* START *

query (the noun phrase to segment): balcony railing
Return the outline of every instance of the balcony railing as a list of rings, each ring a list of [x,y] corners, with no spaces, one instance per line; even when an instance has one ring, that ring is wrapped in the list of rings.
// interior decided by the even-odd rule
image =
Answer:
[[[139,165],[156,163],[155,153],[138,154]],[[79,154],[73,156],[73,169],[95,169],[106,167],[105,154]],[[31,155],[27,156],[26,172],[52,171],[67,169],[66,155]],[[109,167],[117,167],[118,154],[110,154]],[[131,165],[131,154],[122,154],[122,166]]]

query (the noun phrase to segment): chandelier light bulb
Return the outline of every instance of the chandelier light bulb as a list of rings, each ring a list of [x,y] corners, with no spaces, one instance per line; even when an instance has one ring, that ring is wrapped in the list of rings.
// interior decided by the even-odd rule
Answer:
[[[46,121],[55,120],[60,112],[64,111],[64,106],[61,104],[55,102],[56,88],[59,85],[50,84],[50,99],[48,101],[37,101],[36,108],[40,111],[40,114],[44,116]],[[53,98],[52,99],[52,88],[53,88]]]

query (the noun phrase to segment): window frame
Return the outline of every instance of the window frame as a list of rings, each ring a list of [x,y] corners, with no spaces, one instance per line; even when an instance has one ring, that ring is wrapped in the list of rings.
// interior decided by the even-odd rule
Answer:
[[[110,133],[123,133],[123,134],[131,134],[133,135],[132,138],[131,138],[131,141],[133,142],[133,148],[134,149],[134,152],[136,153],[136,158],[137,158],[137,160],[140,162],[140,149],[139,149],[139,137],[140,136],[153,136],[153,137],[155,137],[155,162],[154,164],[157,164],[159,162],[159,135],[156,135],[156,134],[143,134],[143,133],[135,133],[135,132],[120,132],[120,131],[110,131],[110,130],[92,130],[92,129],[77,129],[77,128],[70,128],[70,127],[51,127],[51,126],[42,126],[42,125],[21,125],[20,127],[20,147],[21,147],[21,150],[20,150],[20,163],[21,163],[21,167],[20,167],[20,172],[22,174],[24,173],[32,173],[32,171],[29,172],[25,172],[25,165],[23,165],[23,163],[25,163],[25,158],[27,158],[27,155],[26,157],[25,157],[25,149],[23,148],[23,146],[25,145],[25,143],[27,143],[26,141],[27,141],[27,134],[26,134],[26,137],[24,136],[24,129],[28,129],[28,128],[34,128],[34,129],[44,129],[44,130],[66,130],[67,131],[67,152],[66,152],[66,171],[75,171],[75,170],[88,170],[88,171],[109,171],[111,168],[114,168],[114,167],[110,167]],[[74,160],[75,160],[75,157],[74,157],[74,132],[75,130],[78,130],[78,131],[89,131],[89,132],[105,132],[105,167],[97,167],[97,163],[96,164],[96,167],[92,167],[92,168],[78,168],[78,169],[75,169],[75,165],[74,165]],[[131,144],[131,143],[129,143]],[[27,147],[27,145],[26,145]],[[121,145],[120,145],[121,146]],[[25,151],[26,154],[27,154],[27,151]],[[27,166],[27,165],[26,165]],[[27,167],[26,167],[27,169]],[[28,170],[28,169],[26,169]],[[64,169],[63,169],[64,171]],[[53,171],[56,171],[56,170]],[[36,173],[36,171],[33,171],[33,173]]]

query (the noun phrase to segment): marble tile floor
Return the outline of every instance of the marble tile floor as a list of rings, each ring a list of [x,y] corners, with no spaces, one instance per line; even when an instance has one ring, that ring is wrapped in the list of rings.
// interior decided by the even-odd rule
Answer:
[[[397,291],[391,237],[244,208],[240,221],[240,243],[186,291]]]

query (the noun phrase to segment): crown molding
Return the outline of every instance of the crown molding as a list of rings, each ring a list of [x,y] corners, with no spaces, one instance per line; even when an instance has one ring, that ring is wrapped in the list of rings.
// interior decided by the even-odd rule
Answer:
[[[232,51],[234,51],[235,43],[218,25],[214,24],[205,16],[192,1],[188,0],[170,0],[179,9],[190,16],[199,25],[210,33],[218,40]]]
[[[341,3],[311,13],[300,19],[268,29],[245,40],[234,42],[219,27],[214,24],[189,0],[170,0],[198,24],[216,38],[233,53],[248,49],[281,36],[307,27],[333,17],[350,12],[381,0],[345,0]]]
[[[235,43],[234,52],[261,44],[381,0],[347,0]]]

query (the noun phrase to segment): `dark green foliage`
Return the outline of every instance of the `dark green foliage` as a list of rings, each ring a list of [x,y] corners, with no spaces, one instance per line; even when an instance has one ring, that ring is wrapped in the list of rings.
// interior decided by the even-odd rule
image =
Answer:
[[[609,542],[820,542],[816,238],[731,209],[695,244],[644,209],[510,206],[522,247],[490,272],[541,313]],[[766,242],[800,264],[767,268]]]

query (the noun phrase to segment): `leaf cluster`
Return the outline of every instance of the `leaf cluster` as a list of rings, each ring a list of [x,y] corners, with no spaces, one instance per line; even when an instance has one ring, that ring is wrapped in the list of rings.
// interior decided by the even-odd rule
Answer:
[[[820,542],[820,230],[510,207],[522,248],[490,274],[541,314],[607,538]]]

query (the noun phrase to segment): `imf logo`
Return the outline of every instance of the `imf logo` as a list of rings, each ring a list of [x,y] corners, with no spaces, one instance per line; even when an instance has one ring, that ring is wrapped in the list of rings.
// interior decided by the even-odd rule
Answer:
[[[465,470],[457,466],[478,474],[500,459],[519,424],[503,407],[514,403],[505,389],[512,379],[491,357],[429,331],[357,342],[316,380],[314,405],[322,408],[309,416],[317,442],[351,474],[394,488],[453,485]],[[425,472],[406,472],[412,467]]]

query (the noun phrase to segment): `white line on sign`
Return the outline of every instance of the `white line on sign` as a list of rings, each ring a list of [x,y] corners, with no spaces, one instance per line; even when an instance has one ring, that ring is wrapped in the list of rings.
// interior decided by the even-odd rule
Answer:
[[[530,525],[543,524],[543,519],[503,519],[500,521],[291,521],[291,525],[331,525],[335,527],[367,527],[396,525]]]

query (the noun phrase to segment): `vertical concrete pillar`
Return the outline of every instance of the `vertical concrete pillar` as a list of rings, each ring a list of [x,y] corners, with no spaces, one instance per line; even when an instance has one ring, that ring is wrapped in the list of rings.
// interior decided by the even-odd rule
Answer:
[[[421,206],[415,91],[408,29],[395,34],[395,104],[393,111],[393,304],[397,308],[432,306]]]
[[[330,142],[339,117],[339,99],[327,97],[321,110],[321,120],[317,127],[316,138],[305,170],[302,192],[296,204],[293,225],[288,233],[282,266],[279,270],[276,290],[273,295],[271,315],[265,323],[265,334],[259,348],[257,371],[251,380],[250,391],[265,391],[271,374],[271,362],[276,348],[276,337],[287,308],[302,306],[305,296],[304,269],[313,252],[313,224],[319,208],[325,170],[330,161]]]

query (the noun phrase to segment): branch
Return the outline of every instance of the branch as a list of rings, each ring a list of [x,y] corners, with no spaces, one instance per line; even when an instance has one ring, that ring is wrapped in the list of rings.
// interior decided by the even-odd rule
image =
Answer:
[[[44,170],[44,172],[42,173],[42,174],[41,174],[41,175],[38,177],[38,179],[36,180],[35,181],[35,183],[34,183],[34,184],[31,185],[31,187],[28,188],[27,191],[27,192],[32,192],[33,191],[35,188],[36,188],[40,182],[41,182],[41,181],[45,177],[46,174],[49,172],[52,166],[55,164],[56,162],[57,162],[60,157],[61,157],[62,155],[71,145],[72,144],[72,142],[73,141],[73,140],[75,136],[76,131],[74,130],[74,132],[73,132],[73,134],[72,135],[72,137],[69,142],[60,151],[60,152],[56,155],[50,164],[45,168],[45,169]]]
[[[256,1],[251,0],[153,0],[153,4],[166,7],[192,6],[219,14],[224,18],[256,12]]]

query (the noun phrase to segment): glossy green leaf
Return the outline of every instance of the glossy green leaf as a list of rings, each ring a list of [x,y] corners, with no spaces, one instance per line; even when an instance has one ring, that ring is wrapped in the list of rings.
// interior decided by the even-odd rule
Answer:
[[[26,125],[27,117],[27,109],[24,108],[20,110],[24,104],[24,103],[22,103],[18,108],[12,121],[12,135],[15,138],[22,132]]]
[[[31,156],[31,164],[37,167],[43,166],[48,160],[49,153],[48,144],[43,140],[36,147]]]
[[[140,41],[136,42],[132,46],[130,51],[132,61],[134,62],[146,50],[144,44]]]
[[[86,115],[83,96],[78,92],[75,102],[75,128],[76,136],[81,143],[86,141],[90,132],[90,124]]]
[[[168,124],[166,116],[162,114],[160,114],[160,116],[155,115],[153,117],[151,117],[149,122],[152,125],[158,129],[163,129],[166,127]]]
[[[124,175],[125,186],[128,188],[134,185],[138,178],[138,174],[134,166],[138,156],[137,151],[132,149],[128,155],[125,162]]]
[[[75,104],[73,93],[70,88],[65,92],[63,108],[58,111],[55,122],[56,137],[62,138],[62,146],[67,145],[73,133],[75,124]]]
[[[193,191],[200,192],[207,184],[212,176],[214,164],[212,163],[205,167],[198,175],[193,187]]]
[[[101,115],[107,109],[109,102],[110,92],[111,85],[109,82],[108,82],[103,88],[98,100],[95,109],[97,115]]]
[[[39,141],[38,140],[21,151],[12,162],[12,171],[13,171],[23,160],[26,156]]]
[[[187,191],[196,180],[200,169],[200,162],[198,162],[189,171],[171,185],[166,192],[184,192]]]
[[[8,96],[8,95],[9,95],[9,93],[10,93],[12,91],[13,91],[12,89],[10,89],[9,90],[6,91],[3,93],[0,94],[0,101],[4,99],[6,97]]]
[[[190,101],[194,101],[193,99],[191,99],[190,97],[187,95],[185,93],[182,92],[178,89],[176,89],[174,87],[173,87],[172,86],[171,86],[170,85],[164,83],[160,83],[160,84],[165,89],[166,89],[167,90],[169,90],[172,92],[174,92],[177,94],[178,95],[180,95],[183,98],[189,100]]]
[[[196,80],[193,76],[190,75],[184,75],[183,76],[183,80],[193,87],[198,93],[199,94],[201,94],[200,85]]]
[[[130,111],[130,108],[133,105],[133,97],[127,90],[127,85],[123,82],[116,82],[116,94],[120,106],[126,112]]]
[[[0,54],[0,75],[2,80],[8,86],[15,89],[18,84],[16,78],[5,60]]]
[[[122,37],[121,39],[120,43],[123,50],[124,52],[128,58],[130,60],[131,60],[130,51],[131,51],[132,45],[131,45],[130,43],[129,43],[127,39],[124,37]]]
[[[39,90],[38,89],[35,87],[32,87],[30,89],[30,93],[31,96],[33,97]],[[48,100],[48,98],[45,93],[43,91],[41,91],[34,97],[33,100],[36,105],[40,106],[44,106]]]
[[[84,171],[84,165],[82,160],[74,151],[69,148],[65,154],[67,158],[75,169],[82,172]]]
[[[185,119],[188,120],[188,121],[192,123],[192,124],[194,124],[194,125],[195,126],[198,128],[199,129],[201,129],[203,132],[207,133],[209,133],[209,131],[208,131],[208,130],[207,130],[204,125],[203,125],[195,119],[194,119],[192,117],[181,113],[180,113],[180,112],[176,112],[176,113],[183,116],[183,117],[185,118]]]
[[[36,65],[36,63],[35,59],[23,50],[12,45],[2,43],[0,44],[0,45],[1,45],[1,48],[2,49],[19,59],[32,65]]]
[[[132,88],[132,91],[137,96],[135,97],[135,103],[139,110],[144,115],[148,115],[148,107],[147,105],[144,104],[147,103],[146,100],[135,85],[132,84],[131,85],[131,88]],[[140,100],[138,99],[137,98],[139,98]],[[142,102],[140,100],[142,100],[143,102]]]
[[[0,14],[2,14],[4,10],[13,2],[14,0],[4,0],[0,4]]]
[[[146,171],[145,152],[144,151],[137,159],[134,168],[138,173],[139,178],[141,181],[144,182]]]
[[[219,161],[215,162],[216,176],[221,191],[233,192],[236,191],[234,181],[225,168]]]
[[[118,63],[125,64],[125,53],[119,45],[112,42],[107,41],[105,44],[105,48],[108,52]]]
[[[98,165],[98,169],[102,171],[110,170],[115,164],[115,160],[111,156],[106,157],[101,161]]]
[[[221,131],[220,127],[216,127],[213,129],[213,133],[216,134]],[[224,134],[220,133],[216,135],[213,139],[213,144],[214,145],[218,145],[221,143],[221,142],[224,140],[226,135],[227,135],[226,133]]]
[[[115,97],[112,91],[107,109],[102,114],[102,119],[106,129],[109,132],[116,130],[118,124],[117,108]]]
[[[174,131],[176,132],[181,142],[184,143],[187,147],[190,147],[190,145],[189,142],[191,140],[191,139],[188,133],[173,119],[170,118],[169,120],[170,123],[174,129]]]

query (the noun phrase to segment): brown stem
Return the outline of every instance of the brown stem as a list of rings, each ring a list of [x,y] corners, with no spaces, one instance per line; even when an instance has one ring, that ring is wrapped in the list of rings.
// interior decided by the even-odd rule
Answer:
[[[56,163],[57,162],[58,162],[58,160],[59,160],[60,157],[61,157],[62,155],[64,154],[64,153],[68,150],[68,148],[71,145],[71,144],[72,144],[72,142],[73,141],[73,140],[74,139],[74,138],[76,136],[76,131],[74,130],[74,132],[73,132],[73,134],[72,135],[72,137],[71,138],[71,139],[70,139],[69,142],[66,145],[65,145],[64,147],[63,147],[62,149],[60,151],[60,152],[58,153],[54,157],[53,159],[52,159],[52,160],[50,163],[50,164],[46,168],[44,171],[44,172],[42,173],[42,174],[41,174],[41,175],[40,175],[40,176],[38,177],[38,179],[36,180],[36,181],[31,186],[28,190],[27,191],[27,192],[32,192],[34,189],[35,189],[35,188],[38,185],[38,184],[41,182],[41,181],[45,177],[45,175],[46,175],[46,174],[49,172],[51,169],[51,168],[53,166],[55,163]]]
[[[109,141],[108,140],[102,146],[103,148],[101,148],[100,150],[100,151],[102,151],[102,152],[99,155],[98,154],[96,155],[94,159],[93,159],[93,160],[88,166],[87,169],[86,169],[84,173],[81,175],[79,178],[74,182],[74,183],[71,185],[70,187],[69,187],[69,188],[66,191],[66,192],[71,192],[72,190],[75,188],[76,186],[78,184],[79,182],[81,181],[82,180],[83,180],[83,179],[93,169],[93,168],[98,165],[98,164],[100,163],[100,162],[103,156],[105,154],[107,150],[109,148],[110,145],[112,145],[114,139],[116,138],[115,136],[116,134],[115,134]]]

* END *

» Task instructions
Count the lines above that contain the string "stem". Reply with the count alone.

» Response to the exercise
2